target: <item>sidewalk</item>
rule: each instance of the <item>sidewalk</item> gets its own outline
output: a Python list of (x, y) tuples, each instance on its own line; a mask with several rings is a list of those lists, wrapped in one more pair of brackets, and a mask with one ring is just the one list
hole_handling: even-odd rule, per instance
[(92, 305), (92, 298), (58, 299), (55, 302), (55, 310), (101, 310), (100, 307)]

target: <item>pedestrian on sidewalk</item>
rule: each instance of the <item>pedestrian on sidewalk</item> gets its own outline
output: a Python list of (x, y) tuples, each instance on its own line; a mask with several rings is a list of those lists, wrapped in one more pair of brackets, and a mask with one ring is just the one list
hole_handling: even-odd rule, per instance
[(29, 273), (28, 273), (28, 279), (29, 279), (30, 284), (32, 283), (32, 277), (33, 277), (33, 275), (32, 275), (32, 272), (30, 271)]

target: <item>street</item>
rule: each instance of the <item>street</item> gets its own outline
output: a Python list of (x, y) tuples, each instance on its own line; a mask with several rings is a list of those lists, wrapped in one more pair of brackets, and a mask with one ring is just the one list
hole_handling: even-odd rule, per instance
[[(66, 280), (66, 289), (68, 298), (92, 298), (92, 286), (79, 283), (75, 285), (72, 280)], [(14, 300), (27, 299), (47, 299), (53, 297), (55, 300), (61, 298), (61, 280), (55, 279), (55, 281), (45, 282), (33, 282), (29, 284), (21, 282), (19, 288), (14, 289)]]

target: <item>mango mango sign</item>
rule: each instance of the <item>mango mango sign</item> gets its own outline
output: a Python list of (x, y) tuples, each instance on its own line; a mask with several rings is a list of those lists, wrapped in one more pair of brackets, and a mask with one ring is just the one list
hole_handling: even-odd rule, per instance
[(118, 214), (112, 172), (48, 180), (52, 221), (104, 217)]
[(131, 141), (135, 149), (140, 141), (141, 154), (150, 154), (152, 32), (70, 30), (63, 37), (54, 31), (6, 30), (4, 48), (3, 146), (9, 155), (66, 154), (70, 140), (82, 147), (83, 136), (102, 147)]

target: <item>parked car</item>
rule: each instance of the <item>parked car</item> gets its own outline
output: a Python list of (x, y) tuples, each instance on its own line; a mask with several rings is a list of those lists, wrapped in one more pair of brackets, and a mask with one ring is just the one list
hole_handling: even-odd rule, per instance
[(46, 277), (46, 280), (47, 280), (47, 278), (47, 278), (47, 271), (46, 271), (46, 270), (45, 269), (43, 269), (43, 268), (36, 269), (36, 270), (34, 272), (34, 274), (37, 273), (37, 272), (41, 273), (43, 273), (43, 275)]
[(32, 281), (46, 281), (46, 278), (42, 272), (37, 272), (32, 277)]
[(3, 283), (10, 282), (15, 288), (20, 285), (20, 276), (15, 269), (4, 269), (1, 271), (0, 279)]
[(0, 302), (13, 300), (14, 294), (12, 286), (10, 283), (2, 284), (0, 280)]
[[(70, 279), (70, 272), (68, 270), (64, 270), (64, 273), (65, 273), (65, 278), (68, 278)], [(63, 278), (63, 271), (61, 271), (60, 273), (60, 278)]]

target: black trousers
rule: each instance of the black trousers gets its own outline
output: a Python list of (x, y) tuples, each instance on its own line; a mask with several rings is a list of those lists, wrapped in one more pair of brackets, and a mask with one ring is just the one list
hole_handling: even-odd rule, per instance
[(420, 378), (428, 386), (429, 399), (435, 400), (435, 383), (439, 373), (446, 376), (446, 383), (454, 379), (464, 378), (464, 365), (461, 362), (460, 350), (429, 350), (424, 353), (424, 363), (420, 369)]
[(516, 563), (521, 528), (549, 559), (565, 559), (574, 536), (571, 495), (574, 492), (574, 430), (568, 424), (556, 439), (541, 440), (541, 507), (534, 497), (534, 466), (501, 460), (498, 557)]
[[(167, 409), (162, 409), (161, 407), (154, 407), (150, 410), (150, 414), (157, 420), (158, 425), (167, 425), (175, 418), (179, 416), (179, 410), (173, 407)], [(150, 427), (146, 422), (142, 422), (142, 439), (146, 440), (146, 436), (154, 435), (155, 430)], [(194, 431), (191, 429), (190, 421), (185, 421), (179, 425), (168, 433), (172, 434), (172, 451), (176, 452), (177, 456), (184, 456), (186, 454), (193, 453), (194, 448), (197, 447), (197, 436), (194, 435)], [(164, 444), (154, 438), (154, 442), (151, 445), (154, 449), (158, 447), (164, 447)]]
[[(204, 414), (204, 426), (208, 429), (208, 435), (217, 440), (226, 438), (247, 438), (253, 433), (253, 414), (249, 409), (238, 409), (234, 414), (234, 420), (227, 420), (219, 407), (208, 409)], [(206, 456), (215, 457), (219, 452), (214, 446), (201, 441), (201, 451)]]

» **PROBLEM DETAILS**
Put all the records into a two-column CSV with the headers request and answer. Each request gets one row holding its text and its answer, and each value sits in a single quoted field with line breaks replaced by spaces.

» **THE SOLUTION**
request,answer
"target: <item>sidewalk</item> rule: each instance of the <item>sidewalk</item> gets its own outline output: a Python list of (x, y) tuples, each instance on its own line; a mask with several rings is a list of those lists, wrapped in one more pair of brackets, and a mask with one ring is just the one list hole_handling: even-odd rule, per instance","[(92, 305), (92, 298), (58, 299), (55, 302), (55, 310), (101, 310), (100, 307)]"
"target: <item>pedestrian on sidewalk</item> rule: each instance of the <item>pedestrian on sidewalk</item> gets its own outline output: a Python list of (x, y) tuples, each instance on its own line; a mask with several rings is a list of those lists, wrapped in one more pair of brackets, and a mask with one ring is just the one list hole_handling: even-odd rule, per instance","[(29, 273), (28, 273), (28, 279), (29, 279), (30, 284), (32, 283), (32, 277), (33, 277), (33, 275), (32, 275), (32, 272), (30, 271)]"
"target: <item>street</item> rule: each instance of the <item>street</item> gets its own outline output: a Python list of (x, y) tuples, each instance on its own line; a mask with several rings is a list of those lists, wrapped in one more pair of brackets, and a mask with one ring is just the one list hole_handling: even-odd rule, per instance","[[(66, 280), (66, 289), (68, 298), (92, 298), (92, 286), (79, 283), (75, 285), (72, 280)], [(14, 300), (27, 299), (47, 299), (53, 297), (55, 300), (61, 298), (61, 280), (55, 279), (55, 281), (45, 282), (33, 282), (29, 284), (21, 282), (19, 288), (14, 289)]]"
"target: <item>mango mango sign</item> rule: each instance of the <item>mango mango sign</item> gets its own outline output: a Python list of (x, y) tuples, each instance on its own line; a mask with several rings is a list of those lists, wrapped in one more pair of brackets, and a mask with one ring is just the one list hole_handling: even-odd rule, per instance","[(118, 214), (112, 172), (48, 180), (52, 221), (104, 217)] [(131, 141), (135, 149), (140, 141), (141, 154), (150, 154), (152, 32), (70, 30), (63, 37), (54, 31), (6, 30), (4, 48), (3, 146), (9, 155), (66, 154), (70, 140), (82, 147), (83, 136), (102, 147)]"
"target: <item>parked car</item> rule: each instance of the <item>parked car</item> gets its own outline output: a Python list of (x, y) tuples, each instance on its own line; a mask with several rings is a list of those lists, wrapped in one more pair of brackets, and a mask with one ring is just the one list hole_handling: even-odd rule, per instance","[(46, 277), (46, 280), (47, 280), (47, 278), (47, 278), (47, 271), (46, 271), (46, 270), (45, 269), (43, 269), (43, 268), (36, 269), (36, 270), (34, 272), (34, 274), (37, 273), (37, 272), (41, 273), (43, 273), (43, 275)] [(32, 281), (46, 281), (46, 278), (42, 272), (37, 272), (32, 277)] [(3, 283), (10, 282), (15, 288), (20, 285), (20, 276), (15, 269), (4, 269), (1, 271), (0, 279)] [(0, 302), (13, 300), (14, 294), (12, 286), (10, 283), (2, 284), (0, 280)] [[(70, 279), (70, 272), (68, 270), (64, 270), (64, 273), (65, 273), (65, 278), (68, 278)], [(63, 278), (63, 271), (61, 271), (60, 273), (60, 278)]]"
"target: black trousers rule: each instance of the black trousers gets its own outline output: a Python list of (x, y) tuples, each instance on its own line; a mask with several rings is a list of those lists, wrapped in one more pair of brackets, and a mask with one ring is just the one list hole_handling: even-odd rule, per instance","[(420, 378), (428, 386), (429, 399), (435, 400), (435, 383), (439, 373), (446, 376), (446, 383), (454, 379), (464, 378), (464, 365), (461, 362), (460, 350), (429, 350), (424, 353), (424, 363), (420, 369)] [(516, 563), (521, 528), (549, 559), (565, 559), (574, 536), (571, 495), (574, 492), (574, 430), (568, 424), (556, 439), (541, 440), (541, 507), (534, 497), (534, 466), (501, 460), (498, 557)] [[(167, 409), (162, 409), (161, 407), (154, 407), (150, 410), (150, 414), (157, 420), (158, 425), (167, 425), (175, 418), (179, 416), (179, 410), (173, 407)], [(150, 427), (146, 422), (142, 422), (142, 439), (146, 440), (146, 436), (154, 435), (155, 430)], [(194, 431), (191, 429), (190, 421), (185, 421), (179, 425), (168, 433), (172, 434), (172, 451), (176, 452), (177, 456), (184, 456), (186, 454), (193, 453), (194, 448), (197, 447), (197, 436), (194, 435)], [(164, 444), (154, 438), (154, 442), (151, 445), (154, 449), (158, 447), (164, 447)]] [[(204, 414), (204, 426), (208, 429), (208, 435), (217, 440), (226, 438), (247, 438), (253, 433), (253, 414), (249, 409), (238, 409), (234, 414), (234, 420), (227, 420), (219, 407), (208, 409)], [(206, 456), (215, 457), (219, 452), (214, 446), (201, 441), (201, 451)]]"